:: 取り組む作業 ::
**a)** クリティカル・シンキングについての文章のうち、「クリティカル・シンキングの定」から「っておかなければなりません。」までを、両端も含めて一字一句そのまま書き写すこと。
**b)** クリティカル・シンキングについての文章を、示された最後の文の後から書き継ぐこと。

クリティカル・シンキングとは何か?批判的思考の内容とビジネスへの応用を解説

2020年10月27日

クリティカル・シンキングの概要

クリティカル・シンキングとは、過去の経験や個人の価値観にとらわれず、問題の本質を見極め、論理的に考える思考法のことです。
日本語では「批判的思考」と訳されますが、否定的な意味合いよりも、物事を批判的に思考することによって新たな気づきを得られるなど、創造的な意味合いが強いです。
クリティカル・シンキングの定義は諸説あり、古くから数々の学者が様々な定義を唱えてきましたが、いずれにしても、「批判的」つまり「疑う」という行為を通じて考えることは共通しています。
「疑う」という行為によって、問題の本質を見極めるということがポイントです。
近年、ビジネスの世界で急速に注目を集めている思考法であり、今やビジネスマンが身に着けなければならない技術の一つと言えるでしょう。

クリティカル・シンキングの3つの基本姿勢

クリティカルシンキングのキャッチ画像

クリティカル・シンキングを身に着けるためには、まずはその基本となる姿勢を知っておかなければなりません。

:: 提示資料 ::

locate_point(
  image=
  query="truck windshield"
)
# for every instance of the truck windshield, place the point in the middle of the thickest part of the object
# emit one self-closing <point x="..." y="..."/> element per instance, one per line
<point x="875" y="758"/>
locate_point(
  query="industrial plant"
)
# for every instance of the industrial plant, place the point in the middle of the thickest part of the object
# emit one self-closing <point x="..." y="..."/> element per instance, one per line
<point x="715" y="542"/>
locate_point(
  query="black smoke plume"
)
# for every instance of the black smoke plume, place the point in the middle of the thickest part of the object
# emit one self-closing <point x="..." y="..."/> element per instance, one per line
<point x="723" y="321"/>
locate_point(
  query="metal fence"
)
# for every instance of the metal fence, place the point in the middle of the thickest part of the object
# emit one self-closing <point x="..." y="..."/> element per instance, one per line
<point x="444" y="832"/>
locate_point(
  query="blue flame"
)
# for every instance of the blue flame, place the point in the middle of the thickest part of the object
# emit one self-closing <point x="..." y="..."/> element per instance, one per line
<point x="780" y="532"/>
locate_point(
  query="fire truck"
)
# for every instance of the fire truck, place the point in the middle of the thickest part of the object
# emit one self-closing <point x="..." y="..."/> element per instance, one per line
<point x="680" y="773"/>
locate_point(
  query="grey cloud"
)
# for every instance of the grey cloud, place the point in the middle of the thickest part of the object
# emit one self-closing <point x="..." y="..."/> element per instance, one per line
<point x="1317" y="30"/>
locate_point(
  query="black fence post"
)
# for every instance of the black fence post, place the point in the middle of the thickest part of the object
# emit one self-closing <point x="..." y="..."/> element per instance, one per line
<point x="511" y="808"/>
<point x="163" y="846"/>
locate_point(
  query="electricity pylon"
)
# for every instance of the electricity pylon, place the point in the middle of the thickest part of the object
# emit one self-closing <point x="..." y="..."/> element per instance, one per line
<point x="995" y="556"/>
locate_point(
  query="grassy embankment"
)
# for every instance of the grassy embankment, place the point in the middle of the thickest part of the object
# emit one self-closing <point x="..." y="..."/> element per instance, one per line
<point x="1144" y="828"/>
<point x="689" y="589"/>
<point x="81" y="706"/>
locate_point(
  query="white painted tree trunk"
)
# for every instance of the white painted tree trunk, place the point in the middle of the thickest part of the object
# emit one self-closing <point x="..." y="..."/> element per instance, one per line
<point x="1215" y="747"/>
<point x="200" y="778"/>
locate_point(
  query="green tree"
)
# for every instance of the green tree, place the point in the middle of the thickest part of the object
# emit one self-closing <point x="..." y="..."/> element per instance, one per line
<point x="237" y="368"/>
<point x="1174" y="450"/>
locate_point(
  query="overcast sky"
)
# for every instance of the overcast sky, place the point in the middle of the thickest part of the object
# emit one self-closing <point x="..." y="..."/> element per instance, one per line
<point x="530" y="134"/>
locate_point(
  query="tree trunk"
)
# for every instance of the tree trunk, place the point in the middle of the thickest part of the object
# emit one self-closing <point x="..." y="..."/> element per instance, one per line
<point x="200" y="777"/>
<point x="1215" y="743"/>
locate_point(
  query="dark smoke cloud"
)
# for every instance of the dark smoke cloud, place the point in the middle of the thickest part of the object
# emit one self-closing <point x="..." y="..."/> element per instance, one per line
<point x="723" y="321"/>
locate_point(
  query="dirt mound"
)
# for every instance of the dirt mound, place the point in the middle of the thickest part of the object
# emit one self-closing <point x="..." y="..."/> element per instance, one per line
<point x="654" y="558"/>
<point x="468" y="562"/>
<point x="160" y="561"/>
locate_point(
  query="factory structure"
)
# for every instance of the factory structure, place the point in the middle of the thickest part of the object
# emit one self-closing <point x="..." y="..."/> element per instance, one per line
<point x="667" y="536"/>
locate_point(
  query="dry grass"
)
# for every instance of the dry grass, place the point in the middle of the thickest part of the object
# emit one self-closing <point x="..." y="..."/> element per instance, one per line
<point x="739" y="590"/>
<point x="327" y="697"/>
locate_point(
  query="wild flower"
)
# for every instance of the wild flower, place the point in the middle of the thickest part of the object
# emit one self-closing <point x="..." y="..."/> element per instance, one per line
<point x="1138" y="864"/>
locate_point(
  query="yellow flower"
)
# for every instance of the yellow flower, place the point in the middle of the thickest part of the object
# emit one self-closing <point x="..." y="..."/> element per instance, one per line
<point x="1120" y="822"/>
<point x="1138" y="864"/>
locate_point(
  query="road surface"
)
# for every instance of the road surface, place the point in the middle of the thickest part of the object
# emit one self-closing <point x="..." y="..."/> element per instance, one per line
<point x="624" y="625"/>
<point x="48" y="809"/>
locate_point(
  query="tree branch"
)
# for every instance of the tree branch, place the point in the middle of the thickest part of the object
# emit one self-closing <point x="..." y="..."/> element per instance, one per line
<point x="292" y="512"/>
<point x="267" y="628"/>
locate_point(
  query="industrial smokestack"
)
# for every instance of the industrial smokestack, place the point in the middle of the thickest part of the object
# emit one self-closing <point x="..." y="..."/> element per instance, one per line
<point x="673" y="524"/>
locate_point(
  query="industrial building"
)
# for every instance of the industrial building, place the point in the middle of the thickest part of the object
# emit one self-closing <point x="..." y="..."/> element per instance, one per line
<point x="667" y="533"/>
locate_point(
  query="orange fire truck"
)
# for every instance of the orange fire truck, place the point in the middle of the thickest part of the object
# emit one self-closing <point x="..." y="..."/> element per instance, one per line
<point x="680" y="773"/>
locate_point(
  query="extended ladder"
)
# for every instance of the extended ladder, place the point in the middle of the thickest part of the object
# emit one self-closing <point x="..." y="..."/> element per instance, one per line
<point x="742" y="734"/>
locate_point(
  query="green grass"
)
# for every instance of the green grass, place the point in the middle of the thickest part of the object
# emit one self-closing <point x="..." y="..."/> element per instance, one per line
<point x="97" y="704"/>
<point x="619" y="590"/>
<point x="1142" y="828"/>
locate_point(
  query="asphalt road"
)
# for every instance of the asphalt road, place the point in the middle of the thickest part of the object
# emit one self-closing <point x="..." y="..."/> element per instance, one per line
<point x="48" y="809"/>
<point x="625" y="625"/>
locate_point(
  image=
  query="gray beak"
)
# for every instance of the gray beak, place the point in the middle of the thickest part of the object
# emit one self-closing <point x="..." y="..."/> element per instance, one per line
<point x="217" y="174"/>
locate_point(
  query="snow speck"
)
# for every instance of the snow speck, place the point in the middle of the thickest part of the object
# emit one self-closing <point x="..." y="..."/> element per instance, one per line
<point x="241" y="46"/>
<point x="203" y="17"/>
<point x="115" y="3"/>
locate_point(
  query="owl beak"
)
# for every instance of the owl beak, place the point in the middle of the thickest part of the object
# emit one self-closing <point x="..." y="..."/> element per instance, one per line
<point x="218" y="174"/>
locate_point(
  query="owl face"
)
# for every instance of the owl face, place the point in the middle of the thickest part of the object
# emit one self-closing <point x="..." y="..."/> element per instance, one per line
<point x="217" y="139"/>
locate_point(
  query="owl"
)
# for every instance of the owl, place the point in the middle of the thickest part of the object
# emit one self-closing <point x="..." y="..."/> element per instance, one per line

:: 回答一覧 ::
**a)**
クリティカル・シンキングの定義は諸説あり、古くから数々の学者が様々な定義を唱えてきましたが、いずれにしても、「批判的」つまり「疑う」という行為を通じて考えることは共通しています。
「疑う」という行為によって、問題の本質を見極めるということがポイントです。
近年、ビジネスの世界で急速に注目を集めている思考法であり、今やビジネスマンが身に着けなければならない技術の一つと言えるでしょう。

クリティカル・シンキングの3つの基本姿勢

クリティカルシンキングのキャッチ画像

クリティカル・シンキングを身に着けるためには、まずはその基本となる姿勢を知っておかなければなりません。

**b)**
優れた経営者は素晴らしい経営テクニックをいくつも持っていますが、それ以前に独自の経営理念など基本姿勢が固まっているからこそ、テクニックが力を発揮できているのです。
それと同じことで、クリティカル・シンキングにおいても、テクニック以前にどのような姿勢を意識しておかなければならないのかを説明していきます。

目的は何なのかを常に頭に置いておく

何らかの問題を考えるときには、どういう目的なのかを明確にしましょう。
論理的に正しい思考を行うためには、「疑う」という行為によって、そもそも考える意味があるのか、本当の目的は違うところにあるのではないかなど、問題を追及することが大切です。
そして、考える目的を明確にすることで、目的を見失うことなく正しい思考を行うことができます。
例えば、売上低迷という問題について考える場合、根拠もなく訪問件数が少ないためだと決めつけるのは正しい思考とは言えません。
「疑う」という行為を通じて、売上低迷という問題に対してゼロから考える必要があります。
ゼロから考えた結果、やはり訪問件数をどうにかする必要があるとの結論に至れば、それで初めて考える目的が明確になるわけです。

自分や他者に思考の癖や偏りがあることを意識する

誰であっても、その人個人の価値観や好き嫌い、過去の経験にもとづいた教訓などがあります。
これらは、思考の偏りや癖として、何らかの問題について考える際の前提になっています。
こうした前提を理解しないまま思考しても、他者の言っていることはもとより、自分の主張でさえも表面的にしか考えることができません。
それでは、正しい思考ができているとは言えません。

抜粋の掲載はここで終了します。